╔══

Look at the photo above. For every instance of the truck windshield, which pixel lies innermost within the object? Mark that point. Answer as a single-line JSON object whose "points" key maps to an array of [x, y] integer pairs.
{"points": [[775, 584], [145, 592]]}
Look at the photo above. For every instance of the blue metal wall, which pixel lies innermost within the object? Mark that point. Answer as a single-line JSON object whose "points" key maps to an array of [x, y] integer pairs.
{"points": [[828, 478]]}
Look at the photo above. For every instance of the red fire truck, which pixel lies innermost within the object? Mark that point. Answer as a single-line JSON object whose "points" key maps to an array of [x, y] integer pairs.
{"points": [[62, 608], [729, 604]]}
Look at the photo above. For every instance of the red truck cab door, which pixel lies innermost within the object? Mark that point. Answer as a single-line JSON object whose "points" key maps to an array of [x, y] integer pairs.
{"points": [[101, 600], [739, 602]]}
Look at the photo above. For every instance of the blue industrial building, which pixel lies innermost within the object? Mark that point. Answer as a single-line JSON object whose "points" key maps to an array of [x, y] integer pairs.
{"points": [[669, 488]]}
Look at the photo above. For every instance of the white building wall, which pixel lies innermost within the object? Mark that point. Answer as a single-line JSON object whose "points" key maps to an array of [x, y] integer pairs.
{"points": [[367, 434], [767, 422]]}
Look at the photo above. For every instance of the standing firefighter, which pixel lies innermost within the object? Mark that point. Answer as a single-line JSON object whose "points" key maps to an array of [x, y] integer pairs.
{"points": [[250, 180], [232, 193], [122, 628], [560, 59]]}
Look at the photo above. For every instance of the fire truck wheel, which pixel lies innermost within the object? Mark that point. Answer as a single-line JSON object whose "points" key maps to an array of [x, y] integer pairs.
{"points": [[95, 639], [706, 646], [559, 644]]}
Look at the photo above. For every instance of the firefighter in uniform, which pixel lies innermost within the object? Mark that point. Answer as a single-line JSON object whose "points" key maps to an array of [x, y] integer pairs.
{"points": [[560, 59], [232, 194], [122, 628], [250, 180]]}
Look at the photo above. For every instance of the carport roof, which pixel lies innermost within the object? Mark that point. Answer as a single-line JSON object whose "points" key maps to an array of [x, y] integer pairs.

╚══

▶ _Exercise_
Print out every entry, keeping each one exact.

▶ _The answer_
Look at the photo above. For every instance of the truck windshield, which pixel lies innermost within the object? Mark that point. Answer as a single-line JSON object whose "points" key maps to an array of [x, y] integer pairs.
{"points": [[775, 584], [145, 592]]}
Look at the photo above. For every instance of the blue metal wall, which pixel lies innermost within the object? Mark that point. Answer as a single-line JSON object whose "points" key maps to an array of [x, y] integer pairs.
{"points": [[828, 478]]}
Look at the photo above. For every instance of the red fire truck, which pixel lies innermost within the object? Mark that point. Answer as a single-line JSON object whose "points" key maps to an array of [x, y] integer pairs.
{"points": [[62, 608], [729, 604]]}
Look at the photo above. For every instance of the red truck cab door, which pixel lies innermost within the object? Mark that point. Answer as a single-line JSON object whose "points" key maps to an array of [x, y] integer pairs.
{"points": [[101, 600], [739, 602]]}
Look at the photo above. For every instance of the blue industrial building, which pixel lies innermost within the object? Mark that point. Answer as a single-line JSON object whose "points" key maps to an array of [x, y] integer pairs.
{"points": [[669, 488]]}
Look at the photo above. For every instance of the white building wall, which pixel lies innermost within the object? Mark that point. Answer as a single-line JSON object whose "points" key maps to an array of [x, y] integer pairs.
{"points": [[367, 434], [767, 422]]}
Look at the photo above. For every instance of the standing firefighter, which pixel lies innermost within the object? Mark that point. Answer as a single-line JSON object whose "points" key maps to an array of [x, y] integer pairs.
{"points": [[250, 180], [232, 193], [122, 628], [560, 59]]}
Look at the photo above. For every instance of the fire truck wheel, which pixel lies innermost within the object? Mark that point. Answer as a single-line JSON object whose "points" key maps to an array of [x, y] integer pairs.
{"points": [[95, 639], [706, 646], [559, 644]]}
Look at the photo above. For every instance of the firefighter in uniform, which pixel lies innermost within the object? Mark that point. Answer as a single-line JSON object whose "points" key maps to an array of [x, y] integer pairs.
{"points": [[560, 59], [232, 194], [122, 628], [250, 180]]}
Look at the photo above. For every instance of the carport roof, which pixel lies innermost within the object? Mark that point. Answer as a single-line JSON object whose "points" key maps to an array of [x, y] integer pairs.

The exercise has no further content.